## BEGIN SUPPLIED DATA

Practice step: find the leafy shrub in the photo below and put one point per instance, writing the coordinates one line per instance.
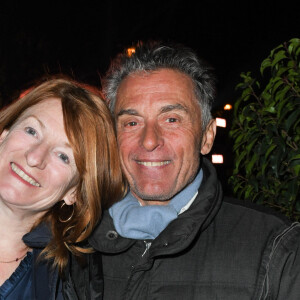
(266, 133)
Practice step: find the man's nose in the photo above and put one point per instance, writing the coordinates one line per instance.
(36, 156)
(152, 137)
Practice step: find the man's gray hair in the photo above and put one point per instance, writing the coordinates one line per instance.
(154, 55)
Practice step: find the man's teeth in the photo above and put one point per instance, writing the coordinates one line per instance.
(154, 163)
(23, 175)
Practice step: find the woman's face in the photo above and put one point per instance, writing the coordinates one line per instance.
(37, 167)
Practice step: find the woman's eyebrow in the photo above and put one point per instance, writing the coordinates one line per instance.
(34, 117)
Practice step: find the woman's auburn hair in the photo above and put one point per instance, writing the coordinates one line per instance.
(90, 129)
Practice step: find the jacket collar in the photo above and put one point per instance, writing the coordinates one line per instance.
(180, 232)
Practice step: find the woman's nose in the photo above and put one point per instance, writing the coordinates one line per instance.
(36, 156)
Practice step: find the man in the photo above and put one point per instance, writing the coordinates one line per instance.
(174, 236)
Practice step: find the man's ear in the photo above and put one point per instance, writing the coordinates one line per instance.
(70, 198)
(3, 135)
(208, 137)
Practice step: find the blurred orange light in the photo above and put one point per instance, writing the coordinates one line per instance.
(221, 122)
(130, 51)
(217, 158)
(228, 107)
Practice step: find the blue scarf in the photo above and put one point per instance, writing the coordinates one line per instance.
(134, 221)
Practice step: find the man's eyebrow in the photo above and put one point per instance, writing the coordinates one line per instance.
(171, 107)
(129, 111)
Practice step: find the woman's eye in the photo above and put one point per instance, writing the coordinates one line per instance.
(64, 158)
(31, 131)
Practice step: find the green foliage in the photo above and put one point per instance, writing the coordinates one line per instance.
(266, 133)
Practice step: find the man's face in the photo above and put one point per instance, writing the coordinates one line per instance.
(159, 133)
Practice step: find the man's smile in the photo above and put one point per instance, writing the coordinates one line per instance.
(154, 163)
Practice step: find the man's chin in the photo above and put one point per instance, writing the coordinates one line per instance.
(152, 198)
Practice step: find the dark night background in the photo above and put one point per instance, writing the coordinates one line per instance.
(79, 39)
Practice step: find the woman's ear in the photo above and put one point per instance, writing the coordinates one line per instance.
(208, 137)
(70, 197)
(3, 135)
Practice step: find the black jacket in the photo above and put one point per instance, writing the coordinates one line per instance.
(217, 249)
(86, 282)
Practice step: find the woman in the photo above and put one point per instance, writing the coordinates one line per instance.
(59, 167)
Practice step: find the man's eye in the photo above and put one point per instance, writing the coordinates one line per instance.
(64, 158)
(172, 120)
(31, 131)
(131, 123)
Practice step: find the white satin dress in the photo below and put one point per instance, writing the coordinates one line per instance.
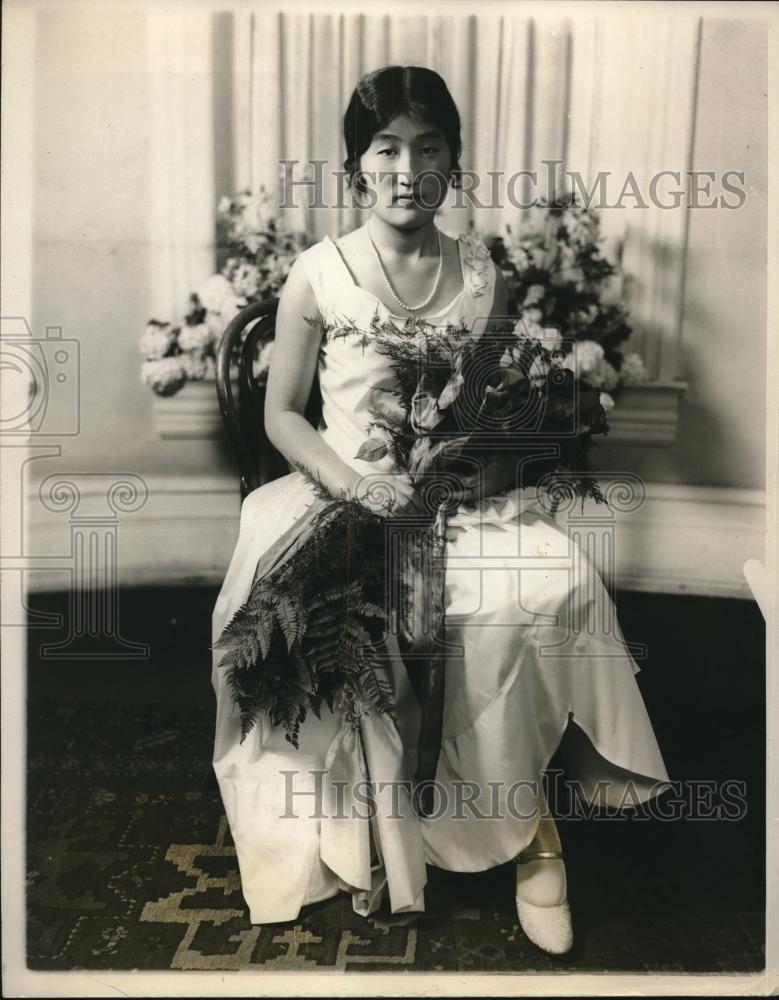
(526, 613)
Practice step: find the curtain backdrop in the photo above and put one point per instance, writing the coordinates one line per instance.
(611, 92)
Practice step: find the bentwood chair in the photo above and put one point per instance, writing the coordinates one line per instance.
(258, 460)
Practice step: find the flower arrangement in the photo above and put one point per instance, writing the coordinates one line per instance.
(259, 251)
(557, 280)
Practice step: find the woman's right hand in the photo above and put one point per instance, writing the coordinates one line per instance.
(389, 495)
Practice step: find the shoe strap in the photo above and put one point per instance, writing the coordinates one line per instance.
(526, 856)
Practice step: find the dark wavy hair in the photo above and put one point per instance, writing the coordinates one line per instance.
(384, 94)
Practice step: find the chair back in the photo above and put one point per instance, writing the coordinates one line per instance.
(243, 404)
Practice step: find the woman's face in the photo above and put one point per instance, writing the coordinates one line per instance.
(406, 171)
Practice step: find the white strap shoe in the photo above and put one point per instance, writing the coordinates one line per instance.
(548, 927)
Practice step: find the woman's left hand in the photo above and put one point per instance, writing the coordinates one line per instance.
(493, 476)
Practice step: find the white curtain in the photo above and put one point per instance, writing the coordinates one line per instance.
(610, 91)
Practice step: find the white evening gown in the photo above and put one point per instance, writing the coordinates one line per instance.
(509, 592)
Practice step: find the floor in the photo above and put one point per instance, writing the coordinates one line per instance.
(131, 866)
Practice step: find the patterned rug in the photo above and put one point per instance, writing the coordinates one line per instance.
(131, 864)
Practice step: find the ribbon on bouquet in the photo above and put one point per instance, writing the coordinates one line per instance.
(419, 581)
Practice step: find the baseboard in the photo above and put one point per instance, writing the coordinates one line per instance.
(683, 539)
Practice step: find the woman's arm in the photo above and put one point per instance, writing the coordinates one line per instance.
(290, 379)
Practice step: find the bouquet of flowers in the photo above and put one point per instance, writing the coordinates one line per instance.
(315, 621)
(557, 277)
(258, 251)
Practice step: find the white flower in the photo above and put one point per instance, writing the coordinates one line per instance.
(587, 360)
(585, 357)
(478, 263)
(156, 340)
(194, 366)
(633, 370)
(195, 338)
(165, 376)
(216, 325)
(606, 401)
(538, 371)
(534, 294)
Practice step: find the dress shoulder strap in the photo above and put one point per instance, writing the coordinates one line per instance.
(326, 274)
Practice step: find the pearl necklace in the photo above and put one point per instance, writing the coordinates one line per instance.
(388, 283)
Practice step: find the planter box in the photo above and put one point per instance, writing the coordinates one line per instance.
(193, 412)
(646, 414)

## END SUPPLIED DATA

Restate each entry word for word, leaving out any pictures.

Practice step: find the leafy shrub in the photo below and put one point per instance, writing the coordinates one line per instance.
(266, 133)
Practice step: find the man's nose in the photo above and put one point per instance, writing the coordinates one line per instance.
(36, 156)
(152, 137)
Practice step: find the man's gray hair in the photo above and put one point per instance, writing the coordinates one line per instance.
(154, 55)
Practice step: find the man's teeth in the photo above and put one point per instance, writing the coordinates one line per instance.
(154, 163)
(23, 175)
Practice step: find the woman's face in the photo above and put one point per instance, writing the coordinates one line per instance.
(37, 167)
Practice step: find the woman's eyebrow in the photo above and put one point per instance, writing the coordinates one line per instance.
(34, 117)
Practice step: find the woman's auburn hair in the photo above and put one point per instance, writing the coordinates one line per instance.
(90, 129)
Practice step: find the jacket collar in the photo above and put one point per instance, writing the coordinates one line per instance.
(180, 232)
Practice step: find the woman's nose in the photo above and put one point per instance, writing the coordinates one line per instance.
(36, 156)
Practice step: find the man in the photo above and put one point per instance, writing the coordinates one line per instance.
(174, 236)
Practice step: find the man's ear in the photo above and put one point per instance, writing the coordinates one line per instance.
(70, 198)
(3, 135)
(208, 137)
Practice step: find the blurred orange light in the photo above and put one point per instance, writing the coordinates one line per instance.
(221, 122)
(130, 51)
(217, 158)
(228, 107)
Practice step: find the blue scarf in the photo above and put one point per instance, writing the coordinates one line per instance.
(134, 221)
Practice step: find the man's eyebrow in the photo above and put one point per instance, writing the coordinates one line per instance.
(171, 107)
(129, 111)
Practice step: find the woman's eye in the photo above and put one point per instance, writing the coordinates one line per instance.
(64, 158)
(31, 131)
Practice step: find the green foliage in the photo above and put one point per instance, writing the coordinates one line per instance.
(266, 133)
Practice step: find the man's face in the photo above and put one point per instance, writing the coordinates one line per instance.
(159, 133)
Practice step: find the man's smile in the photo above and put one point per instance, writing the coordinates one line per instance.
(154, 163)
Practice step: find the man's chin in the photo above and put one point per instance, writing the coordinates one line per instance.
(152, 198)
Practice step: find the dark night background in the photo above and put one point per instance, writing the coordinates one line per instance.
(79, 39)
Practice step: find the woman's ear in the photo above and put one point per instance, writing the coordinates one line per instance.
(208, 137)
(70, 197)
(3, 135)
Practice step: find the black jacket in the photo above and put one point per instance, writing the coordinates one line per instance.
(217, 249)
(86, 282)
Practice step: find the woman in the photo above and put one point per instance, writing the coordinates one line per instance.
(59, 167)
Practice step: find the man's eye in the photo above and put one point per instance, writing the coordinates one line per instance.
(64, 158)
(172, 120)
(31, 131)
(131, 123)
Practice step: find the white satin dress in the photo below and put one point per instance, writing the coordinates one line per instance.
(526, 613)
Practice step: find the curtain backdrop in the photo above and put one point per instance, writing the coordinates one line per instance.
(611, 92)
Practice step: find the bentwood chair in the photo above and put one point per instance, writing the coordinates one line per instance.
(258, 460)
Practice step: find the flower arrangement in the photo above and put one point per instance, writing the coordinates one line per instance.
(259, 251)
(557, 280)
Practice step: find the woman's right hand in the photo above and put one point per instance, writing the coordinates one line per instance.
(389, 495)
Practice step: find the shoe strap in the photo above and put one point per instance, writing the coordinates one line per instance.
(526, 856)
Practice step: find the dark wavy hair in the photo above and put one point per instance, writing the coordinates one line per instance.
(384, 94)
Practice step: find the chair back in the photo above and put one point per instance, writing the coordinates one line per instance.
(243, 404)
Practice step: find the woman's face in the photo above and put one point per instance, writing the coordinates one line per instance.
(406, 171)
Practice step: find the white strap shoe in the photo above and put one point per instance, writing the coordinates one line per instance.
(548, 927)
Practice step: find the woman's left hand in the photo above and put one point per instance, writing the coordinates one line per instance.
(493, 476)
Practice step: find the white curtain in the photo above and put one point per instance, writing the coordinates one line per instance.
(610, 91)
Practice step: find the white evening gown in the photo above and put one point per instance, writing the coordinates one line per instance.
(509, 592)
Practice step: find the floor in the photo above and put one point per instance, writing the coordinates one line per instance.
(131, 866)
Practice step: find the patterned rug in the photo above and put one point per instance, writing the coordinates one line per instance.
(131, 864)
Practice step: find the ribbon on bouquet in the photo above and put one point per instance, writing the coordinates one line per instance.
(419, 581)
Practice step: find the baseboard in the photo above and put one point per instance, writing the coordinates one line per instance.
(683, 539)
Practice step: find the woman's arm in the photo above and put one point per instance, writing the coordinates one line per instance.
(290, 379)
Practice step: find the bouquet of flowers in the photo above and put one point per instance, writing the coordinates one line per instance.
(315, 621)
(557, 277)
(258, 251)
Practice step: find the white flower in the photo above and put one point per instance, writing the coordinates one line per instance.
(587, 360)
(585, 357)
(478, 263)
(156, 340)
(194, 366)
(633, 370)
(195, 338)
(165, 376)
(216, 325)
(606, 401)
(538, 371)
(534, 294)
Practice step: find the dress shoulder strap in the photo above and put one point per instance, writing the coordinates one line per instance.
(326, 274)
Practice step: find the pearl necklace in the photo above and put one point per instance, writing the coordinates one line per instance.
(388, 283)
Practice step: find the planter box in the photo above and put one point per instance, writing the coordinates one line per instance.
(193, 412)
(646, 414)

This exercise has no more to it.